SUPPLIED PASSAGE:
- Music
- 04 Apr 01
MARXMAN (Sheffield Arena)
MARXMAN (Sheffield Arena)
RAP IS seriously diseased, choking on a homophobic bile of tired homeboy clichés, guns and misogyny.
Then along comes US3’s felonious Thelonius Monk-eying around with Blue Note-oriety. And then there’s the positive Rap of Marxman, mixing “a Celtic bass drum with a sample to match”, gospel steals and bodhran, the sound of Uillean Pipes and 33 revolutions per minute plugged directly into hard political angst.
MC Hollis, Phrase and Oisin Lunny fuse Marx with sparks into a dour celebration of dangerous potential that confuses preconceptions and leaves stereo-types as just varieties of sound Centre Speakers.

SUPPLIED DATA:
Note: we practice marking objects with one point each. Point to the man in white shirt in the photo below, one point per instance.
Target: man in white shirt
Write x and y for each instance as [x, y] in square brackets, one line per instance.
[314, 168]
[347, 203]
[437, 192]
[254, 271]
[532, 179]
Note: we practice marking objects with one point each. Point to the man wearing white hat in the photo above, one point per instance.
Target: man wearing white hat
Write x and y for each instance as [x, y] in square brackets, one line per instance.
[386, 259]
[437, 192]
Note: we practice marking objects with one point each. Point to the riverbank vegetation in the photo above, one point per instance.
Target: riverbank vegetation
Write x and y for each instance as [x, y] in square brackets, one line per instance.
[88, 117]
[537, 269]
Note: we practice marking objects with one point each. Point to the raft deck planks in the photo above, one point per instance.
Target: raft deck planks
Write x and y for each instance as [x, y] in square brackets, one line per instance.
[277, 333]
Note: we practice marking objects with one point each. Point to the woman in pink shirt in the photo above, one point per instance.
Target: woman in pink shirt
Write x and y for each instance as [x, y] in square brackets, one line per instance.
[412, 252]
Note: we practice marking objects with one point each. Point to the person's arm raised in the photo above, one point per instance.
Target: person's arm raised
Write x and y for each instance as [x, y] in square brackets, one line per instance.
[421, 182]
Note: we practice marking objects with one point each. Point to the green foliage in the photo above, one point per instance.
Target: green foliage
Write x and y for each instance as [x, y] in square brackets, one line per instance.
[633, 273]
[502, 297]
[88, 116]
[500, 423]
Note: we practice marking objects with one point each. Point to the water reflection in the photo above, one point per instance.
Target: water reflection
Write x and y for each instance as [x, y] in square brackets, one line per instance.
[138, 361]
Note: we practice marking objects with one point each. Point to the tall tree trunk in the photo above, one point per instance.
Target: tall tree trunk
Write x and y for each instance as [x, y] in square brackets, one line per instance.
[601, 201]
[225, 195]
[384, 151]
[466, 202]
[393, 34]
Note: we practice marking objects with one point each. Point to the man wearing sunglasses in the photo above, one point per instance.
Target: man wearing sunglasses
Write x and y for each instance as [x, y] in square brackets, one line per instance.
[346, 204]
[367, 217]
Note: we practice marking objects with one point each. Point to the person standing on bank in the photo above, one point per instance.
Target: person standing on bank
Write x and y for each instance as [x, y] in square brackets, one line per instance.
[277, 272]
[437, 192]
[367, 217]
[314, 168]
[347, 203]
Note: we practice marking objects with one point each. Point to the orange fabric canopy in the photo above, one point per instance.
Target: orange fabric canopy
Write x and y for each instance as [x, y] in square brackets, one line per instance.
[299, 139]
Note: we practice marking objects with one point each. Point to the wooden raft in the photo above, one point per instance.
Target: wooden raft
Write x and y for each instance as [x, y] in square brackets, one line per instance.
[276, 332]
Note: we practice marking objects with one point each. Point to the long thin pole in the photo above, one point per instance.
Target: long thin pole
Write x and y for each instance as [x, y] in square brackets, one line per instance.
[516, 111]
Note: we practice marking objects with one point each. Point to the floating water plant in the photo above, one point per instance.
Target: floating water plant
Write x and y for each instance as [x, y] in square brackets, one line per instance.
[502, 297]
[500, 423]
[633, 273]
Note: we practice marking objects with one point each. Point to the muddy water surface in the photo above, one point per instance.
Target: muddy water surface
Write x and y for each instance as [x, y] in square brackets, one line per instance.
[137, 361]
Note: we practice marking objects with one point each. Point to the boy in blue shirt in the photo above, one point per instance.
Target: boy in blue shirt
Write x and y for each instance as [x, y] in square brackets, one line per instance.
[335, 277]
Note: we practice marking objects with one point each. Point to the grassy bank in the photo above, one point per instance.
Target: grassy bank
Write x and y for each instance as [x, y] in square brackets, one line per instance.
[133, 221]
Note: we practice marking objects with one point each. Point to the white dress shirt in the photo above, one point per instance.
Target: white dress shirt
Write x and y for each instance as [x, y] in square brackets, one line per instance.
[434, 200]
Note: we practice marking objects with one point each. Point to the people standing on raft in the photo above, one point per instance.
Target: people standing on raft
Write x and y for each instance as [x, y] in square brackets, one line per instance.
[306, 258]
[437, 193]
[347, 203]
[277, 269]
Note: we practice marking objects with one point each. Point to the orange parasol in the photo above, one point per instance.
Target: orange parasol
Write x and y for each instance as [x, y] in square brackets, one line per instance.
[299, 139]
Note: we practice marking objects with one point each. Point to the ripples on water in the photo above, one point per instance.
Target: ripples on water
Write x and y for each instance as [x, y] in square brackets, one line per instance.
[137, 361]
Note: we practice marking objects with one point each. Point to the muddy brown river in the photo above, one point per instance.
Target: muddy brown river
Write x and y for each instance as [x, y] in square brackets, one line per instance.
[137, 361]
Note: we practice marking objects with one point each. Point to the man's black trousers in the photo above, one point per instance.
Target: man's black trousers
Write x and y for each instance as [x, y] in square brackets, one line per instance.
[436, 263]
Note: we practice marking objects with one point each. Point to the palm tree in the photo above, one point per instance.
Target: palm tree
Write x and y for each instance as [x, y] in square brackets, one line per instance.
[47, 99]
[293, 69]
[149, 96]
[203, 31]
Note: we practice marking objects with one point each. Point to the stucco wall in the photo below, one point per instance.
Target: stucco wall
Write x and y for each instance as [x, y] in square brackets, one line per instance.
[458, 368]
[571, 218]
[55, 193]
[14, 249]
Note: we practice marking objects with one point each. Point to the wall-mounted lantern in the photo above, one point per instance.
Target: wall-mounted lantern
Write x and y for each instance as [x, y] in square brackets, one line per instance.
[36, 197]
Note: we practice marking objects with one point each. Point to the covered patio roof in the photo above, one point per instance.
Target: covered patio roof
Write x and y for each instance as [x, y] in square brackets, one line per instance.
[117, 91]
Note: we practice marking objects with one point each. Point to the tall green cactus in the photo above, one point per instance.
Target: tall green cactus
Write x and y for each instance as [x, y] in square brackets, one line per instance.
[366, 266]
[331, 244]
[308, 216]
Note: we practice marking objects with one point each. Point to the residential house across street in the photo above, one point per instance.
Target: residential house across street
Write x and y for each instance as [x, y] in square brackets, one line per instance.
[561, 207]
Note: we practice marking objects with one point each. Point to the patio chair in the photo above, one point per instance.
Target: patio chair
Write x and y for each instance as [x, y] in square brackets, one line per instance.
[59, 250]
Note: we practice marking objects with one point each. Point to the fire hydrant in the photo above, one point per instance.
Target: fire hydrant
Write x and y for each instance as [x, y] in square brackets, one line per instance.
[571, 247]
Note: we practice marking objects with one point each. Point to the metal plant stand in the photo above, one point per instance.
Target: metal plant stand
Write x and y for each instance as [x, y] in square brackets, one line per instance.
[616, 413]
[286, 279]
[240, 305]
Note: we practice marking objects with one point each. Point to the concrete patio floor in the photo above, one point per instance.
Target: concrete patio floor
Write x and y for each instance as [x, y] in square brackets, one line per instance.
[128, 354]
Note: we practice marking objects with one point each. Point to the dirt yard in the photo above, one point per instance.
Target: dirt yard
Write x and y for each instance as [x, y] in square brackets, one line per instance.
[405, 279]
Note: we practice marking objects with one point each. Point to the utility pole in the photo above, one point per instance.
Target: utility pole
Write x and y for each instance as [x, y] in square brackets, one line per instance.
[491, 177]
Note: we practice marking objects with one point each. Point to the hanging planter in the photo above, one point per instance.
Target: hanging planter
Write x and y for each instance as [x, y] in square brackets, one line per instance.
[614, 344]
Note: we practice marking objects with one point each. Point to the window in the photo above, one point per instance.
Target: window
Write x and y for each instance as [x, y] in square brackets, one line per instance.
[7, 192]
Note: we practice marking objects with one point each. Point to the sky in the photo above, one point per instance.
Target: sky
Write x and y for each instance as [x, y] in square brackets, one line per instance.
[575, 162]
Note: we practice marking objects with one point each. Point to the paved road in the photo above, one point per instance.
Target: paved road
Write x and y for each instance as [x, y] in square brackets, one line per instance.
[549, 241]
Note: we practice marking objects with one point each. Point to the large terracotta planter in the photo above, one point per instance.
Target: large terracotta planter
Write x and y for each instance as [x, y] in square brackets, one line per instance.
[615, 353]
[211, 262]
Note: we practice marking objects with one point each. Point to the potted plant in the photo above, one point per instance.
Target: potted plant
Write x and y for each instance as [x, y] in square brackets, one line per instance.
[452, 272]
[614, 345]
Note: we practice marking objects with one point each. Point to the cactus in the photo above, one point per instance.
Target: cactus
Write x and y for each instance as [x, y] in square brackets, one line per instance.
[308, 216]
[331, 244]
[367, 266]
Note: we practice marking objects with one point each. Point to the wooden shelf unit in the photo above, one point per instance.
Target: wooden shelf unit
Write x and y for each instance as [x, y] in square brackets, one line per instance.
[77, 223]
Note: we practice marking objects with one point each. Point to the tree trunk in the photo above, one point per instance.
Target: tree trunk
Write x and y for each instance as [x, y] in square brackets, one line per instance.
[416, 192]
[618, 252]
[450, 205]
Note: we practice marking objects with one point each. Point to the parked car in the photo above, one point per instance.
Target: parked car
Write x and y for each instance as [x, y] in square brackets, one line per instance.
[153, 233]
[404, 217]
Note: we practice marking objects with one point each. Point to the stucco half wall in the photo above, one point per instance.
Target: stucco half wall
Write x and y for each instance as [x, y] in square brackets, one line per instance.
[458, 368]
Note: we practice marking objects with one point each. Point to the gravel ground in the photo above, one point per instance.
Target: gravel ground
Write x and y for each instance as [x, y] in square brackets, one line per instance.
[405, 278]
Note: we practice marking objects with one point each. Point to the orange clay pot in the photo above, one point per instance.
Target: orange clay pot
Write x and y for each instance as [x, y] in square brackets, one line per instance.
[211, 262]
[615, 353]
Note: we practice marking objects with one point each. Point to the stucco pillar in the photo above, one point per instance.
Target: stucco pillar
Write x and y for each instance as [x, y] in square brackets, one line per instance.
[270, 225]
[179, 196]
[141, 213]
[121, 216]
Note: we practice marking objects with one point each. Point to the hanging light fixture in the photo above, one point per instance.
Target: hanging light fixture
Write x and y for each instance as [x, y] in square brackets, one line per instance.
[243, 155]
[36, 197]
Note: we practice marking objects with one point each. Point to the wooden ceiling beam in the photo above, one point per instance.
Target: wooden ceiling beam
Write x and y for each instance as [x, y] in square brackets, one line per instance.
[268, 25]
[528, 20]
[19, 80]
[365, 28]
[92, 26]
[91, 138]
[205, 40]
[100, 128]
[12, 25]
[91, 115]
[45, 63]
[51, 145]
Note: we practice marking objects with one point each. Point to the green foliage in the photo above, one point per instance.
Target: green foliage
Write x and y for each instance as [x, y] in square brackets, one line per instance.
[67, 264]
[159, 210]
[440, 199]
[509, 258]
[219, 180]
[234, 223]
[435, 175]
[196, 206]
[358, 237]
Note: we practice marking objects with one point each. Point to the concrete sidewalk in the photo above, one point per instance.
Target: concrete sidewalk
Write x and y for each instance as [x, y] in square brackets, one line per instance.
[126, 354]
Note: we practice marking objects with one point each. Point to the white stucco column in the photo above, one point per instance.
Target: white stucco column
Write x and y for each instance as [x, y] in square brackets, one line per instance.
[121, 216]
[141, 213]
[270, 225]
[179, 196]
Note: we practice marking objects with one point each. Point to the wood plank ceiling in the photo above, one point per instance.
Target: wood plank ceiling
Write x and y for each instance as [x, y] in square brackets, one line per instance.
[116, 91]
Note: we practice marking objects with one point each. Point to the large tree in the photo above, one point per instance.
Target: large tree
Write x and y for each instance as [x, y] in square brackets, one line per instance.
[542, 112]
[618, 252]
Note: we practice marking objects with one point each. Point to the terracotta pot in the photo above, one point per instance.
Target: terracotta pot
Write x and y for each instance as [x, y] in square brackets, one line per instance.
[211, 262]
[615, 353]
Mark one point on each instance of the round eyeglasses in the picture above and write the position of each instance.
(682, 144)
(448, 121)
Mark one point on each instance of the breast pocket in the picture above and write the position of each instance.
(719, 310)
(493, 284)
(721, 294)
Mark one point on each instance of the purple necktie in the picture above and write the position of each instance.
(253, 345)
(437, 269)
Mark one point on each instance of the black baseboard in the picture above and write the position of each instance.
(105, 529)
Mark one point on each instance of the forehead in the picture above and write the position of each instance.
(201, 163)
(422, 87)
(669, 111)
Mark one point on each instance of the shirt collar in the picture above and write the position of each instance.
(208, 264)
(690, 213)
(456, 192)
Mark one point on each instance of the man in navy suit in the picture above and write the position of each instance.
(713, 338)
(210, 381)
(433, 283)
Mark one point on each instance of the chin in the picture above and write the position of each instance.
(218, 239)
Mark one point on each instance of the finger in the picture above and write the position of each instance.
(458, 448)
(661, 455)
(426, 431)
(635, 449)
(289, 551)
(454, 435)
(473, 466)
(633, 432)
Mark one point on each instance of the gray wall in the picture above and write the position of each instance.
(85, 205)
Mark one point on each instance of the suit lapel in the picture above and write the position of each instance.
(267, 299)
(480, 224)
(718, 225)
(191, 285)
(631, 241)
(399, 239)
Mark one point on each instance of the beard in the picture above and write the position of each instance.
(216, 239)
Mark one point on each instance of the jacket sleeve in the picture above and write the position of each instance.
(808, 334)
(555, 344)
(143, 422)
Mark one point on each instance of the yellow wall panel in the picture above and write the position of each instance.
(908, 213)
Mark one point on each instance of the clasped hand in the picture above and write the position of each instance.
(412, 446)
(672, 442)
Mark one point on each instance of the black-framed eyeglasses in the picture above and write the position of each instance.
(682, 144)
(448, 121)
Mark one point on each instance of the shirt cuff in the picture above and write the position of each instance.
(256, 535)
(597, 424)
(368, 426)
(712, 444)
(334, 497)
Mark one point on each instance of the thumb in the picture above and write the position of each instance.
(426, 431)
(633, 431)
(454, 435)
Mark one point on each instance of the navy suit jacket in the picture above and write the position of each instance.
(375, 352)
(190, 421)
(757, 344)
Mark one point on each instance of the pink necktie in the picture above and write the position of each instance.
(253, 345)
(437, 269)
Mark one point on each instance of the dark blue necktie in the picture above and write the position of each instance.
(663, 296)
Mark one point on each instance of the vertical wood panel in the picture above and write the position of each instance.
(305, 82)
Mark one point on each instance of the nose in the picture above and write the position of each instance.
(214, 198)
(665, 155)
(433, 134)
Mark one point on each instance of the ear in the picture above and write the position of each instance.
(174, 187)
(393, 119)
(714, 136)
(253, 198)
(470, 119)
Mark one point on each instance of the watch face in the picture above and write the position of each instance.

DIRECTIONS:
1. Rewrite the paragraph of the Marxman review that begins "Then along comes" as a brief list, keeping its main facts.
2. Resume the Marxman concert review after its last sentence.
The material has no connection to the Marxman concert review.

TASK-BY-TASK OUTPUTS:
1.
- US3 arrives, playing around with Thelonius Monk and Blue Note.
- Marxman offers a positive kind of rap.
- Their sound mixes "a Celtic bass drum with a sample to match," gospel steals, bodhran, Uillean Pipes and records at 33 revolutions per minute.
- All of it is plugged directly into hard political angst.

2.
The Arena is an aircraft-hangar with monotonous pulses of rhythm lost in a vastness of echoes. The intimacy of small-Club venues with their bonus of easily decipherable facial expressions and lyrical clarity here gets traded for epic scale. Stereo MC’s faced similar problems downbilling for U2’s Zooropa stadium gigs. But the sheer energy of Marxman overcomes the chill, and when the Rap strikes home it does so with minds-eye explosions of lethal effect.
They open with ‘Sad Affair’ – “I had a dream of days to come . . ” exploring the intricacies of ‘Irish ways and Irish laws’ with growing confidence. ‘Dark Are The Days’ twists familiar lines skewed through 360° of irony with ‘Marxman to the fore’. ‘Revolution Will Be Love, Not Televised’ re-arranges the Last Poets dread warnings into new configurations, then knocks obvious targets – Lady Di and ‘religion an illusion’ (quoting Engels), but ignites it with sharp new barbs. Talkin’ Loud.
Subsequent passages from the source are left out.